- _GOAL_
Print out every line, exactly as written.
▬▬▬▬▬▬
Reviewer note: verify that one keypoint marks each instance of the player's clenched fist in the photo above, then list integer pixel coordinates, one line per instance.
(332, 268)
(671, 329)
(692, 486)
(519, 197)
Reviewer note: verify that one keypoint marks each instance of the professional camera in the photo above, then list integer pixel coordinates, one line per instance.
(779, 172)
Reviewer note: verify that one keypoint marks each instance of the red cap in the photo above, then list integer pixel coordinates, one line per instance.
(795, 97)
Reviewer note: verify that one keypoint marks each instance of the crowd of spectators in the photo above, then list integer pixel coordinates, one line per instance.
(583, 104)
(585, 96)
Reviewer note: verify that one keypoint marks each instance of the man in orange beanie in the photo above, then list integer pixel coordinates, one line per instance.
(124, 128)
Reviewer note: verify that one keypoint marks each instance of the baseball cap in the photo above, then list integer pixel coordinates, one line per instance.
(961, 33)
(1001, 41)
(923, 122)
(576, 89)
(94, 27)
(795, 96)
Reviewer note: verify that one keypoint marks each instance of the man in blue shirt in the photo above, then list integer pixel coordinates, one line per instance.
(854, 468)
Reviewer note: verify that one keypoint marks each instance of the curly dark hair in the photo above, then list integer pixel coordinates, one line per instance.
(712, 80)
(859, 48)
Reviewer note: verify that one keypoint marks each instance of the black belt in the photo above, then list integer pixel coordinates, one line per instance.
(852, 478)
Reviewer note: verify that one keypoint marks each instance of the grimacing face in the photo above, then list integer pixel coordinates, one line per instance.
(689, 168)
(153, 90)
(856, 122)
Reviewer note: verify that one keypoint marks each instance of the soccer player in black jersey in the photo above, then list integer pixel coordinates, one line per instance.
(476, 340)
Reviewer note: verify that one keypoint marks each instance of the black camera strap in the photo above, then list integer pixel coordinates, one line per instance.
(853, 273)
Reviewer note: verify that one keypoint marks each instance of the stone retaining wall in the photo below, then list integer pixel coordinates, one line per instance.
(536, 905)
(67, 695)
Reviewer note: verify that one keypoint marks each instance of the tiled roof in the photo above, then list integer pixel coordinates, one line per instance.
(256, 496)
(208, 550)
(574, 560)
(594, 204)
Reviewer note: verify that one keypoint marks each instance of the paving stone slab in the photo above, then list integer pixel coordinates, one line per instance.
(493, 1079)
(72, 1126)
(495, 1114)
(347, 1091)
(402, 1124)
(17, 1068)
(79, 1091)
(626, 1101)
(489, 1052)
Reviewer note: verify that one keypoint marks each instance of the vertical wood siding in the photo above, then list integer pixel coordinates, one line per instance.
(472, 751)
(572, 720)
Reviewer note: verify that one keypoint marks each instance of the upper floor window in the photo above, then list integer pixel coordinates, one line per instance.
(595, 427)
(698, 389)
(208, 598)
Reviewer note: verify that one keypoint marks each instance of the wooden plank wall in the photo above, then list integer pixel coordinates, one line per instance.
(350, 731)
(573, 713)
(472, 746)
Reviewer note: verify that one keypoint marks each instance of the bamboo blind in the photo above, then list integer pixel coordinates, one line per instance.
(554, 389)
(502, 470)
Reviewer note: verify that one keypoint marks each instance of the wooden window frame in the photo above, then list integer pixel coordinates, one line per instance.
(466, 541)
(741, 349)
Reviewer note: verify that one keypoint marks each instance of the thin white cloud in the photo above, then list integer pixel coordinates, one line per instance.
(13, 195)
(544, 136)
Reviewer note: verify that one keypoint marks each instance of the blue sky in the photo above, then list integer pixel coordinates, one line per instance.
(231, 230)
▬▬▬▬▬▬
- _CORRECT RESPONSE_
Reviewer note: verify that one keypoint marks each instance of the player's clenched fist in the photo above, then list integer pixel coordinates, one line per instance.
(332, 268)
(671, 329)
(692, 486)
(519, 197)
Reviewer note: verify that one keypoint marks each instance of the professional camera in the photo above, then list integer pixel coordinates, one line per instance.
(779, 172)
Reviewer note: verify that one keypoint marks each instance of the red cap in the photo above, then list integer pixel coordinates, one line per instance.
(795, 97)
Reviewer note: verify that one keypoint marks each instance of the crowd of spectators in the photo above, then list integer pixel coordinates, one line per instance.
(583, 104)
(585, 96)
Reviewer note: verify that one keypoint marks each instance of the man in orange beanie in the photo above, then list integer pixel coordinates, one line per instance.
(124, 128)
Reviewer note: verify that one keypoint marks each instance of the baseball cap in the photo above, then list integer pixel coordinates, one line per instance.
(961, 33)
(1001, 41)
(923, 122)
(576, 89)
(94, 27)
(795, 96)
Reviewer note: verify that one keypoint marks each instance of the man in blue shirt in the photo above, then list integer pixel coordinates, one line per instance.
(854, 468)
Reviewer note: verify that one keypoint marks each instance of the curly dark hair in the photo above, then list integer pixel coordinates, one line per instance.
(712, 80)
(859, 48)
Reviewer note: verify that one keypoint marks each instance of the black belt in the photo above, then list integer pixel coordinates, one line per instance.
(852, 478)
Reviewer note: verify that one keypoint marks each instance of the grimacing face in the photo above, then list integer pixel coordinates, one line per instance.
(689, 168)
(153, 90)
(856, 122)
Reviewer note: verify that one keypoint marks each instance of the soccer player in black jersey in the photo above, then list integer pixel coordinates, one line per instance.
(476, 340)
Reviewer note: verify that one keypoint marks each instance of the black camera strap in the photo above, then list integer pixel coordinates, one line per instance.
(853, 273)
Reviewer note: verify that one keypoint marks each instance of the stone retaining wall in the photo below, then list integer pixel coordinates, one line per instance.
(536, 905)
(67, 695)
Reviewer note: verify that one keypoint marks each instance of the tiled roof in the photo above, then list integer pixel coordinates, one line per instance.
(256, 496)
(208, 550)
(574, 560)
(594, 204)
Reviewer note: verify that one keypoint marks each instance of the paving stone slab in the photo above, then list integer pixel coordinates, one line per instance.
(493, 1079)
(72, 1126)
(495, 1114)
(347, 1091)
(402, 1124)
(17, 1068)
(79, 1091)
(626, 1101)
(489, 1052)
Reviewer note: verify that one keypoint marks each instance of the vertical wood siding in the photo above, then list integer pixel coordinates, one line per instance.
(472, 751)
(572, 720)
Reviewer note: verify that one keypoint marks each instance of the upper floor window in the photo above, then list integer pixel coordinates, one line per instance.
(595, 427)
(698, 389)
(208, 598)
Reviewer note: verify that one keypoint marks each instance of the wooden plank wall in the photo above, then list integer pixel coordinates, one line per instance.
(350, 731)
(573, 713)
(472, 746)
Reviewer note: verify that one keypoint marks each instance of the bamboo blind in the photo above, then list integer pixel coordinates, one line per instance.
(554, 389)
(502, 470)
Reviewer note: verify that one keypoint marks each instance of the wooden window frame in the photo above, then list integer pixel coordinates, one line per instance.
(466, 541)
(741, 349)
Reviewer note: verify that one keypoint marks each instance of the thin white cloud in the photo above, then list integer pixel coordinates, one line per instance.
(13, 195)
(544, 136)
Reviewer note: verify that one keypoint marks each instance of the blue sky in the photo above, then list integer pixel coordinates, one line per instance.
(231, 230)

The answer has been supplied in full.